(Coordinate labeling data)
────────────────────────────────────────

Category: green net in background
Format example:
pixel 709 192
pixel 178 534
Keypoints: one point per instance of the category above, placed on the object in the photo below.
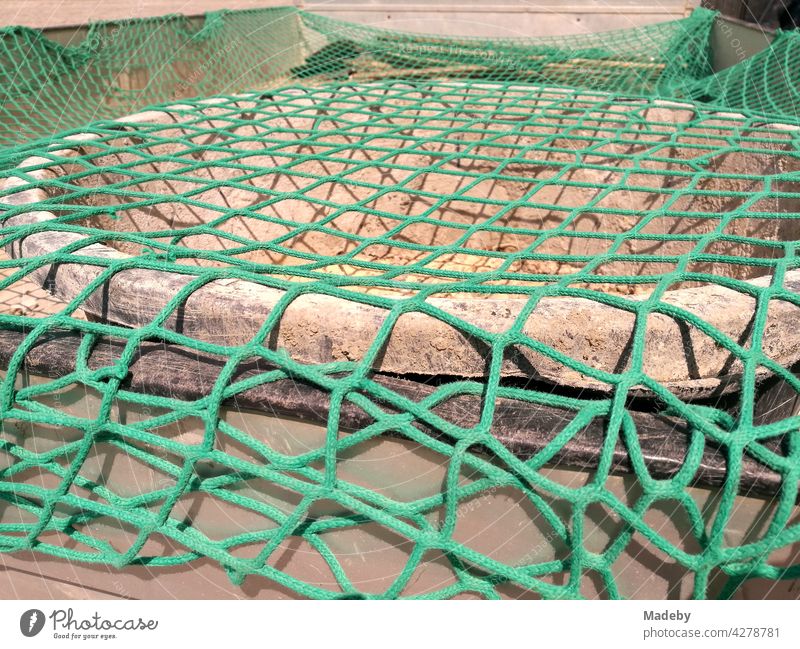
pixel 111 69
pixel 279 247
pixel 765 83
pixel 413 291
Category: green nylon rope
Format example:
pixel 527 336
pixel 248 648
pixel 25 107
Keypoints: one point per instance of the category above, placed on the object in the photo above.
pixel 482 124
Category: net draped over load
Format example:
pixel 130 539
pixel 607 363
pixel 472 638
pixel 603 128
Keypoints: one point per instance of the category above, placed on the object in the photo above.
pixel 493 254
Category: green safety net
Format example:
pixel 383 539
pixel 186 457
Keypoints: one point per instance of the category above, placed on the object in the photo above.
pixel 110 69
pixel 766 82
pixel 365 211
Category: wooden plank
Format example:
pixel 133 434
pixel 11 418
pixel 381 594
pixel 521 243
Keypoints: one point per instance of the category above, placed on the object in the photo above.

────────────────────────────────────────

▶ Work to do: Reproduce every line of the data above verbatim, but leave out the pictures.

▶ Correct result:
Category: green net in background
Format example:
pixel 709 192
pixel 178 534
Keypoints: one point per instance of the category above, placed on the object in the photo below.
pixel 111 69
pixel 279 247
pixel 765 83
pixel 413 291
Category: green nylon rope
Format example:
pixel 527 336
pixel 248 648
pixel 25 107
Keypoints: one point per instance of the category above, placed on the object in the photo above.
pixel 482 124
Category: net draped over load
Format example:
pixel 130 539
pixel 607 363
pixel 472 638
pixel 603 128
Keypoints: one point per instance of the category above, placed on the object in the photo above.
pixel 493 254
Category: green safety net
Format example:
pixel 383 539
pixel 186 457
Keypoints: one point per instance of the category above, placed on the object in the photo above.
pixel 110 69
pixel 766 82
pixel 365 211
Category: wooden plank
Format example:
pixel 133 434
pixel 11 418
pixel 381 594
pixel 521 243
Keypoints: one point per instance of the category above, placed on the object in the photo above.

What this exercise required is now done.